__Text passage__.
>> START

Some people may remember when "The Disney Channel" used to air programs, documentaries, and movies that appealed to adults specifically. There was still programming aimed at children, teens, and the bulk was meant to be entertainment for the whole family. But the point is, that there was a reason why adults would watch The Disney Channel even if they didn't have kids, or were particularly interested in Disney (ultimately they got nostalgic Disney programming with the commercials and stuff between these programs, which often turned them onto The Disney Channel during those 'family' oriented programming times).
Anyway, I was flipping through some old "Disney Channel Magazines" looking at programming line-ups and stuff and I found it interesting that in August/September 1994 "The Disney Channel" aired a series of programs called "The Nixon Interviews With David Frost: 1994 Special Edition". The description was as follows:
"In 1977, Davie Frost conducted sweeping interviews with former President Richard Nixon on foreign policy, the China gambit, Vietnam, the anti-war movement - and Watergate. Following each episode [of this series] in this 1994 special edition, David Frost introduces previously unseen footage from the 1977 sessions."

>> END

Records from a data collection:
>> START

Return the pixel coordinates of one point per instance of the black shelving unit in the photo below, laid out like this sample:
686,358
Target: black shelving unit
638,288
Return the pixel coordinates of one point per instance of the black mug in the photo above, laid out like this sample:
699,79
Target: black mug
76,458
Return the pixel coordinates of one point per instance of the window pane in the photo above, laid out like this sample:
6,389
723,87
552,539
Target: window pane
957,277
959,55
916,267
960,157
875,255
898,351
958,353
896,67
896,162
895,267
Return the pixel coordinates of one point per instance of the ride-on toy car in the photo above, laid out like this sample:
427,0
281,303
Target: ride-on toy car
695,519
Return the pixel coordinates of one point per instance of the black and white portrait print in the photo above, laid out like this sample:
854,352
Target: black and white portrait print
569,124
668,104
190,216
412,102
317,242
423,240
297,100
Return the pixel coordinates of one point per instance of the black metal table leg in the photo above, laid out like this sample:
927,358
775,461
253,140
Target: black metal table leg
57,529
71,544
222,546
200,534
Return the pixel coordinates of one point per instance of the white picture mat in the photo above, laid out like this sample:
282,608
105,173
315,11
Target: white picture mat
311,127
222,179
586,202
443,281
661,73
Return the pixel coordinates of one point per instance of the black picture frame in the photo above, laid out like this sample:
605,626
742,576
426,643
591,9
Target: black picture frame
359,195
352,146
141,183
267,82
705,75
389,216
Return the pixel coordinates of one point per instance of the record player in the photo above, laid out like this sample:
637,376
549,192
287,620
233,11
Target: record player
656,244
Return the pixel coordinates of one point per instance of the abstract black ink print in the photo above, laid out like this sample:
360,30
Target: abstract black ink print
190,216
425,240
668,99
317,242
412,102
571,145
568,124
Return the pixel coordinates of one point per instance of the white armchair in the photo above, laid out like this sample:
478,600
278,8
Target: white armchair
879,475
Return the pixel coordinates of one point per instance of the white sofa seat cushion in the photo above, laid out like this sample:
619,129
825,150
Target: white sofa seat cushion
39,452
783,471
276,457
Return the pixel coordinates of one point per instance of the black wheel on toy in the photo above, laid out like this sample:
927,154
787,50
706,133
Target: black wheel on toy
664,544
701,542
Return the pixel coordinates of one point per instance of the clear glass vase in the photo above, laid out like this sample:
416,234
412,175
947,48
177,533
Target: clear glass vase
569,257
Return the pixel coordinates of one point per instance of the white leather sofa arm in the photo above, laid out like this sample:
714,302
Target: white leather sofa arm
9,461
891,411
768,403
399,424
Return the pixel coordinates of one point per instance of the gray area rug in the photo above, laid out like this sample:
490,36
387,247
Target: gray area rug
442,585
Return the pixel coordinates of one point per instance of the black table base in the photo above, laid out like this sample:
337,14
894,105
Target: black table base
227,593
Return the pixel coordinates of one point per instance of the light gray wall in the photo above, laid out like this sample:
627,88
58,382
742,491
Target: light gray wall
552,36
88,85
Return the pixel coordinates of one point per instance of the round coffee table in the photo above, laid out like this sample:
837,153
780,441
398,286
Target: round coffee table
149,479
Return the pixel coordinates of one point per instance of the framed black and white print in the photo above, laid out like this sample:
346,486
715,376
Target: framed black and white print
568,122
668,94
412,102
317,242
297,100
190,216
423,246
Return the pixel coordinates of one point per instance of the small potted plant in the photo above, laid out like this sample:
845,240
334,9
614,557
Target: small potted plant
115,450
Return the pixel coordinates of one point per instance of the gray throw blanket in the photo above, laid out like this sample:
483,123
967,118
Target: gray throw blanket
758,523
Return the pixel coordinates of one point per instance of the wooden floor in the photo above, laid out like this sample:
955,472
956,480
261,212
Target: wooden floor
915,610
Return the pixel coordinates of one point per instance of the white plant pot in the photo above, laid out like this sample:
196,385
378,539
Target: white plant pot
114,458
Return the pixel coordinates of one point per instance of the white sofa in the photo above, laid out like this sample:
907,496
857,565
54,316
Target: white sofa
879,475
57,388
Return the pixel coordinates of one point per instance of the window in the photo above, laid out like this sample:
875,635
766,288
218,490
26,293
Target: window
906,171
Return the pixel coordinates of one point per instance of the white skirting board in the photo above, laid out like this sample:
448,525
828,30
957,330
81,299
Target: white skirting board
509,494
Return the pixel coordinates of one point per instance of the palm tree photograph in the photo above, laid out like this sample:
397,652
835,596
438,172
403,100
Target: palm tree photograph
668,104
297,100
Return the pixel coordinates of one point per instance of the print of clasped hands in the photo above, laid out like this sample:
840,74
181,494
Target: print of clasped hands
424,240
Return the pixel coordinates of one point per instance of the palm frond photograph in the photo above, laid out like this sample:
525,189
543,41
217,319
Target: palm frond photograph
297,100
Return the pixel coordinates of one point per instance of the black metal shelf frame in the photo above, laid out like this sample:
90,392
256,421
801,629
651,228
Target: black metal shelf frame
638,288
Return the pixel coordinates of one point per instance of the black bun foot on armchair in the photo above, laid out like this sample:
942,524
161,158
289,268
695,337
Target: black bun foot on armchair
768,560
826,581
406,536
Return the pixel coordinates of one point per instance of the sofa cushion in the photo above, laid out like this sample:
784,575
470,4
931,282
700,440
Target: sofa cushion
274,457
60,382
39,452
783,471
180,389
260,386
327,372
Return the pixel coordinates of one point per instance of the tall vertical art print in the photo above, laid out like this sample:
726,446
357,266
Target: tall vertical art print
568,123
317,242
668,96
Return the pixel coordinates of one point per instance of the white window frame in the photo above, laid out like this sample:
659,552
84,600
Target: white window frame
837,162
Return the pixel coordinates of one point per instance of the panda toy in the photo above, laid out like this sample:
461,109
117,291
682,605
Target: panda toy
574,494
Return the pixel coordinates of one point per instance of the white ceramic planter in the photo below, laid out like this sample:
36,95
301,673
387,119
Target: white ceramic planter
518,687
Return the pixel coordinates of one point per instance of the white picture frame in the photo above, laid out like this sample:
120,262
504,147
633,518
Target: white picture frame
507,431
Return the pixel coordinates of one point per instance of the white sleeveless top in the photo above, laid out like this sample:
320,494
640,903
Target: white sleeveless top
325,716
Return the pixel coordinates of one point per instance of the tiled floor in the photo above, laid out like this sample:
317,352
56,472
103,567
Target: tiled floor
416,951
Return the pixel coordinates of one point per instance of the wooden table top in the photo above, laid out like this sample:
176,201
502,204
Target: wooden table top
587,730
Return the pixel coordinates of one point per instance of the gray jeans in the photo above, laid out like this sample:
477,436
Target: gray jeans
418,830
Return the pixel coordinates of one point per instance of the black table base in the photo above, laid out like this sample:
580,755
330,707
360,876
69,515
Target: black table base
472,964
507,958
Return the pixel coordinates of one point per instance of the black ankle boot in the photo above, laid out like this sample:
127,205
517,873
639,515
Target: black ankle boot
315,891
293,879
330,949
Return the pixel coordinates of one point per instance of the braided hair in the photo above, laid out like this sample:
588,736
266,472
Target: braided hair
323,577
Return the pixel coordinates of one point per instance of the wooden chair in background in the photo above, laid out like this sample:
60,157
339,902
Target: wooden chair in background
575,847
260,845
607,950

>> END

__Task objective__.
Copy out the whole passage about The Disney Channel's old adult programming, word for word.

__Exercise result__.
Some people may remember when "The Disney Channel" used to air programs, documentaries, and movies that appealed to adults specifically. There was still programming aimed at children, teens, and the bulk was meant to be entertainment for the whole family. But the point is, that there was a reason why adults would watch The Disney Channel even if they didn't have kids, or were particularly interested in Disney (ultimately they got nostalgic Disney programming with the commercials and stuff between these programs, which often turned them onto The Disney Channel during those 'family' oriented programming times).
Anyway, I was flipping through some old "Disney Channel Magazines" looking at programming line-ups and stuff and I found it interesting that in August/September 1994 "The Disney Channel" aired a series of programs called "The Nixon Interviews With David Frost: 1994 Special Edition". The description was as follows:
"In 1977, Davie Frost conducted sweeping interviews with former President Richard Nixon on foreign policy, the China gambit, Vietnam, the anti-war movement - and Watergate. Following each episode [of this series] in this 1994 special edition, David Frost introduces previously unseen footage from the 1977 sessions."